# [Trecho fornecido]
Quem são os verdadeiros devedores
Ao final da exposição, Johana mostrou um ranking que deixa claro quais são os maiores devedores climáticos e ecológicos: países como Estados, China, Rússia, Alemanha, Japão e França.  Ela afirma que os estudos mostram que os países industrializados do Norte é deveriam pagar ao Sul pelo seu maior grau de apropriação da atmosfera. “Os países ricos deveriam pagar 170 bilhões de dólares até 2050 para compensar a colonização da atmosfera por causa das emissões de carbono excessivas”.

Ranking de países devedores climáticas e ecológicos apresentado por Johana Peña

No caso dos Estados Unidos, o país deveria pagar US$ 80 bilhões pelas emissões excessivas até 2050, e que o Brasil, a Colômbia e o México são os países aos quais se deve mais dinheiro em termos absolutos.

[Registros armazenados]
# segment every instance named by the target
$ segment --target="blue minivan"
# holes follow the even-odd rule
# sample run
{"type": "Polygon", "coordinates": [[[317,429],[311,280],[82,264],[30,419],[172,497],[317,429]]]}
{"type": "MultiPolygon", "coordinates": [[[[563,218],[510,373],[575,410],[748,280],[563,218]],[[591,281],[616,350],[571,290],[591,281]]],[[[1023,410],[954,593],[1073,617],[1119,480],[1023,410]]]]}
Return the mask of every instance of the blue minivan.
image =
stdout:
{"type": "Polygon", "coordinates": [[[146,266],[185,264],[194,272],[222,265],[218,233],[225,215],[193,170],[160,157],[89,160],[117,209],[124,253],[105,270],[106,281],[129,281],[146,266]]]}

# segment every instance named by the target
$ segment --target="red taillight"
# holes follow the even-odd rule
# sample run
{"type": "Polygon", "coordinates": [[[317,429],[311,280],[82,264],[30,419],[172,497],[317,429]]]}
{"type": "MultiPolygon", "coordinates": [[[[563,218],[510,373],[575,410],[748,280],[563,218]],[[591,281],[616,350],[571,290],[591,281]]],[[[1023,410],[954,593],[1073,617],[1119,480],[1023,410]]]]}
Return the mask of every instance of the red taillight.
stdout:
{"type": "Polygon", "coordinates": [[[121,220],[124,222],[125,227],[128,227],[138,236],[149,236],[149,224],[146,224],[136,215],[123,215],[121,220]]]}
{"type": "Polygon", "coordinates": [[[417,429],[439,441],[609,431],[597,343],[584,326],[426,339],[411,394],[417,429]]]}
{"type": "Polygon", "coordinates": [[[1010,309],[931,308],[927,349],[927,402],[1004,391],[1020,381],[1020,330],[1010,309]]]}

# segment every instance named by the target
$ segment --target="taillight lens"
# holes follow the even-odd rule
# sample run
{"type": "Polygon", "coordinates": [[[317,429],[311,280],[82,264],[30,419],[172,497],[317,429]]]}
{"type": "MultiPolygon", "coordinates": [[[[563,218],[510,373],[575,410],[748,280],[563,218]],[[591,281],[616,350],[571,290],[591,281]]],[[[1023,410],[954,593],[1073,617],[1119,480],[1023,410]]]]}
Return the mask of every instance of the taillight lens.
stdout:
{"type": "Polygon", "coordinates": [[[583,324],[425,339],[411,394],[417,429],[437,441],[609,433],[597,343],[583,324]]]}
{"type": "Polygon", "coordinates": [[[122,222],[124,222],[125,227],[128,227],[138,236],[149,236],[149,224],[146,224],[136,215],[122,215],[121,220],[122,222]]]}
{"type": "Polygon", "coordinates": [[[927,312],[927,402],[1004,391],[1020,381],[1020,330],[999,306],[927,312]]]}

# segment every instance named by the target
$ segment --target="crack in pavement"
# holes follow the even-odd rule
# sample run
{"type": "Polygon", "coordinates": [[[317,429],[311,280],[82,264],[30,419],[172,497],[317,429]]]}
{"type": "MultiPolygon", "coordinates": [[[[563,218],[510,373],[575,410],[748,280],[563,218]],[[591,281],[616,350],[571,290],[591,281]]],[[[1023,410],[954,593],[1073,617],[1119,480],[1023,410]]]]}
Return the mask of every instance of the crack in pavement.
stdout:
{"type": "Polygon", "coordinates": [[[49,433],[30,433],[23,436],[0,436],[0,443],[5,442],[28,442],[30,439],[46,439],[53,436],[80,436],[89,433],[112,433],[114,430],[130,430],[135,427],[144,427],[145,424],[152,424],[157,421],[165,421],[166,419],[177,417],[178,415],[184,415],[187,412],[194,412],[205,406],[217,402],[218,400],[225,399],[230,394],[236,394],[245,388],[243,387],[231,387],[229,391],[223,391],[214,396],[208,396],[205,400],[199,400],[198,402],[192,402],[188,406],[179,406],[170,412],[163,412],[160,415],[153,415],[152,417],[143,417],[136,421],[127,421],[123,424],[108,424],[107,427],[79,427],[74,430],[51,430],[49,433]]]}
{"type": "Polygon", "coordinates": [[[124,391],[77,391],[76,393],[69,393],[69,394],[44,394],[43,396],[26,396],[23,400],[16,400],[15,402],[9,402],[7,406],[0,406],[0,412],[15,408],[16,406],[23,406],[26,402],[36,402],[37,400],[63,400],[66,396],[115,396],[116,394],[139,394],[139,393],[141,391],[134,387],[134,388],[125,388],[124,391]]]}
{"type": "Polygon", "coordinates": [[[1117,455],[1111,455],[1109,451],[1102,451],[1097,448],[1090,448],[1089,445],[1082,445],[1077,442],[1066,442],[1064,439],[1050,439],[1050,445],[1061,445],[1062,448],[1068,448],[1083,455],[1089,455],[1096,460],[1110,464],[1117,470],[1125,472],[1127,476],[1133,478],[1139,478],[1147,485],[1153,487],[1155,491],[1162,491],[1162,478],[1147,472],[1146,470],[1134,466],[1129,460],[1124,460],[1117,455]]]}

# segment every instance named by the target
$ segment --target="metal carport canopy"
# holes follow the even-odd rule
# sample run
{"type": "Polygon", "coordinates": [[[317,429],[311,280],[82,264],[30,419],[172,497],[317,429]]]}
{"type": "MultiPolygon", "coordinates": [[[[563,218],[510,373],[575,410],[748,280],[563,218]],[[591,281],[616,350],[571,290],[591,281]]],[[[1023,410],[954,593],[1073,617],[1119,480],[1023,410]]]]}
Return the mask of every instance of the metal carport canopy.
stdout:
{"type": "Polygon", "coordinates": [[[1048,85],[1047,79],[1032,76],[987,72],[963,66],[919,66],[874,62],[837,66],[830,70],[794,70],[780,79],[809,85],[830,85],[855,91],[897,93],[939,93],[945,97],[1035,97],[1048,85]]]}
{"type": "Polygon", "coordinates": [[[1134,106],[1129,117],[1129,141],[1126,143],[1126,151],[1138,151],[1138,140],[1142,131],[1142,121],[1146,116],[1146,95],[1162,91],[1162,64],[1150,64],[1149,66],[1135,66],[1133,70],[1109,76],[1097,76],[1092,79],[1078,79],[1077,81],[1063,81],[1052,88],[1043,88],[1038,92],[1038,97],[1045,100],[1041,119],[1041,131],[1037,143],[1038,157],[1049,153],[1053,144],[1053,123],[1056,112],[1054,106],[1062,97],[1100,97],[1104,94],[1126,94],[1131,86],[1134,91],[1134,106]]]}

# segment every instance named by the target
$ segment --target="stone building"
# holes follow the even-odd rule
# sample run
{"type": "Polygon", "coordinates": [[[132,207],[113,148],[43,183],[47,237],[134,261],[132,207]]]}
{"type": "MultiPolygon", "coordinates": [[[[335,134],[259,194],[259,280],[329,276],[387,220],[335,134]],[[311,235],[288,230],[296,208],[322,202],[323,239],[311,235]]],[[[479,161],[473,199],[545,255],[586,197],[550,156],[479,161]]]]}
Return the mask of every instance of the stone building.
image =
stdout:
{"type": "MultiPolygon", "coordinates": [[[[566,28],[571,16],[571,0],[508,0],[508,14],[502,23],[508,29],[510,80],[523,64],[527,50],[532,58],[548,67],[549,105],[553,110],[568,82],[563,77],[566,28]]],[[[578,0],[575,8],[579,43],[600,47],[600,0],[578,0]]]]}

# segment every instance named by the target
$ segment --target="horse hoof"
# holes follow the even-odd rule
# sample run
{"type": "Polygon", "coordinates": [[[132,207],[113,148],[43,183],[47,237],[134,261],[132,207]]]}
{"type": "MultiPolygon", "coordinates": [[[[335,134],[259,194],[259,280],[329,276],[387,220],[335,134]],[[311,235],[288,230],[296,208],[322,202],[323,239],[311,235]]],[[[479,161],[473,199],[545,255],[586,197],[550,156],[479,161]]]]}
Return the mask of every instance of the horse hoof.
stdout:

==

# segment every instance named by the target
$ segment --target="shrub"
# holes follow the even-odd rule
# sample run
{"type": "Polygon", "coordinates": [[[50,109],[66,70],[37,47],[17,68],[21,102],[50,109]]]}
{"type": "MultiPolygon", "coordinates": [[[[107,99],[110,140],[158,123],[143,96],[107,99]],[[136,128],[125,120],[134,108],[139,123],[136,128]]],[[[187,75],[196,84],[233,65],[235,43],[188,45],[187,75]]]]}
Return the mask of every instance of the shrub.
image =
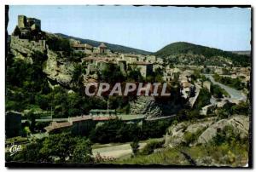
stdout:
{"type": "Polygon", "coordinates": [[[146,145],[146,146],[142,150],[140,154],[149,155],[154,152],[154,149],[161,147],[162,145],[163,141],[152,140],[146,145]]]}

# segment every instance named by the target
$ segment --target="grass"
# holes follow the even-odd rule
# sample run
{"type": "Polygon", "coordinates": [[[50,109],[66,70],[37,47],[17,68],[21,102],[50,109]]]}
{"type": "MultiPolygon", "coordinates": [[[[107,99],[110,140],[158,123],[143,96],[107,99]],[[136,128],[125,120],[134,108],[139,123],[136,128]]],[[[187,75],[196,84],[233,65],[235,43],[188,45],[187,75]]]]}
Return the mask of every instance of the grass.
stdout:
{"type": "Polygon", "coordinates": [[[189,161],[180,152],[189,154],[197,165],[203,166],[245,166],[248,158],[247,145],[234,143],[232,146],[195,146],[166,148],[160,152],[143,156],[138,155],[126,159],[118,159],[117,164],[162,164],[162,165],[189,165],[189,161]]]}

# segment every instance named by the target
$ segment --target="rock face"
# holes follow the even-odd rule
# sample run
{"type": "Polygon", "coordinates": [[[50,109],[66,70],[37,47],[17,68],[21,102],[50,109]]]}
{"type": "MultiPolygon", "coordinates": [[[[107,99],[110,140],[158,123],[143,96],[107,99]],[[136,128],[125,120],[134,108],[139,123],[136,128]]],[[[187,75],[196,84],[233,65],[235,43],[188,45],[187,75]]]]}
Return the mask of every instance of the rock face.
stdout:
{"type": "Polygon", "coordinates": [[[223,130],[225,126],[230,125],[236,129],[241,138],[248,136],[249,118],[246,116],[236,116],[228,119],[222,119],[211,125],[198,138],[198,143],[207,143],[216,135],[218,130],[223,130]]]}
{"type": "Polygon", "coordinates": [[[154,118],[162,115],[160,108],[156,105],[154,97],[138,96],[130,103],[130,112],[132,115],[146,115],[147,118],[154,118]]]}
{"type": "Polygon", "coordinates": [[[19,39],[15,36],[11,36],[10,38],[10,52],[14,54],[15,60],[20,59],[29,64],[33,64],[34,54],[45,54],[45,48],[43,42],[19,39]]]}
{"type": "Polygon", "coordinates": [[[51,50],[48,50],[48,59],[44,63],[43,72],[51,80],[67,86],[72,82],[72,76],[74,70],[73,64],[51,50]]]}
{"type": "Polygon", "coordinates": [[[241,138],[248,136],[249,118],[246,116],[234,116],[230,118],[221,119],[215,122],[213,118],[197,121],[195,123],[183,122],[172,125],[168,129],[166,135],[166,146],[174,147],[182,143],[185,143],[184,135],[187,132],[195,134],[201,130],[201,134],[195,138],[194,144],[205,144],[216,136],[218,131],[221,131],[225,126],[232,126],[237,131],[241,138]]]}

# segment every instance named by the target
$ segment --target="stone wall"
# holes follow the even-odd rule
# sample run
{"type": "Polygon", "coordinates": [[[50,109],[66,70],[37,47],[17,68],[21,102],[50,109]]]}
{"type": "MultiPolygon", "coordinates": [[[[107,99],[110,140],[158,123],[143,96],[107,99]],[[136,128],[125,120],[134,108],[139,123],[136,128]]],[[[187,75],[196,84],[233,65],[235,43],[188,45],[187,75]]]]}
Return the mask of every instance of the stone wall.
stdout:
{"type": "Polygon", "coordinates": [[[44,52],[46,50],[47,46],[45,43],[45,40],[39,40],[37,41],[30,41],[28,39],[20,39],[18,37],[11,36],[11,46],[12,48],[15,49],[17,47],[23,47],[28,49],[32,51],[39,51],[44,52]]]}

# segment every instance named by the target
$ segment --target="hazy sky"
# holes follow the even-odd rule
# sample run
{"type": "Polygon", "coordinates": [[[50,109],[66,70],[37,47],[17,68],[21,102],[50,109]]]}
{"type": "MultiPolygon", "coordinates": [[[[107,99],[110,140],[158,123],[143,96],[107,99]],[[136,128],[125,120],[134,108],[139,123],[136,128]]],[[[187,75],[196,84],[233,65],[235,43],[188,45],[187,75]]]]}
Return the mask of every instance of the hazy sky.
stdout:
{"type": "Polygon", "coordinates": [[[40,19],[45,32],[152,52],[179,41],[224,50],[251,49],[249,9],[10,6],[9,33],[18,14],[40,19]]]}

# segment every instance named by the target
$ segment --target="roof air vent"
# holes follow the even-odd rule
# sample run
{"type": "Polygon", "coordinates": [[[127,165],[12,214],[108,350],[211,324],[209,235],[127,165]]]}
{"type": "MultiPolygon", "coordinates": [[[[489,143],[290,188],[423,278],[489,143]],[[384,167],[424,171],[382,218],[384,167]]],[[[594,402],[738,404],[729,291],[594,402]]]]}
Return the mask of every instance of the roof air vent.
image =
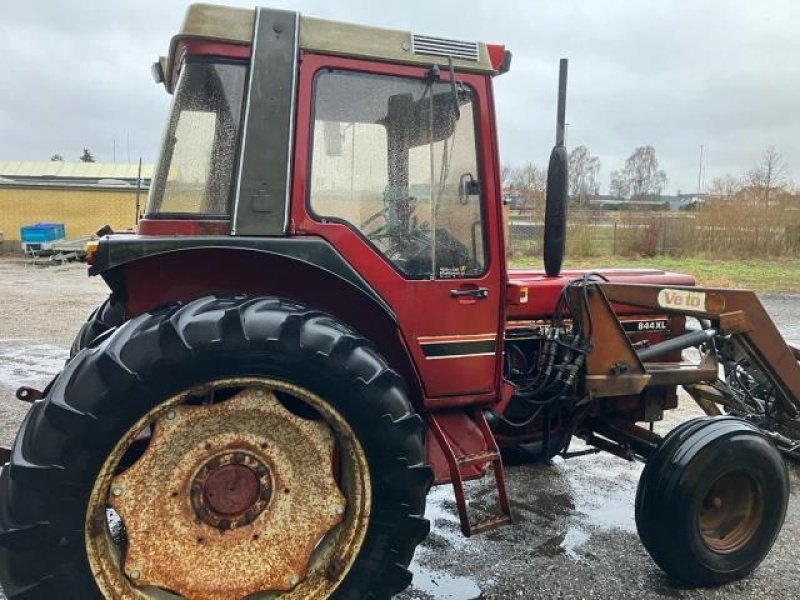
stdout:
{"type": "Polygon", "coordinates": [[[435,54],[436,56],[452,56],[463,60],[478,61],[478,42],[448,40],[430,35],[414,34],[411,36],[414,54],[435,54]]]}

# [Requisitos do exercício]
Você pode transcrever na íntegra, sem alterar nada, o trecho acima sobre os devedores climáticos?

# [Resposta do exercício]
Quem são os verdadeiros devedores
Ao final da exposição, Johana mostrou um ranking que deixa claro quais são os maiores devedores climáticos e ecológicos: países como Estados, China, Rússia, Alemanha, Japão e França.  Ela afirma que os estudos mostram que os países industrializados do Norte é deveriam pagar ao Sul pelo seu maior grau de apropriação da atmosfera. “Os países ricos deveriam pagar 170 bilhões de dólares até 2050 para compensar a colonização da atmosfera por causa das emissões de carbono excessivas”.

Ranking de países devedores climáticas e ecológicos apresentado por Johana Peña

No caso dos Estados Unidos, o país deveria pagar US$ 80 bilhões pelas emissões excessivas até 2050, e que o Brasil, a Colômbia e o México são os países aos quais se deve mais dinheiro em termos absolutos.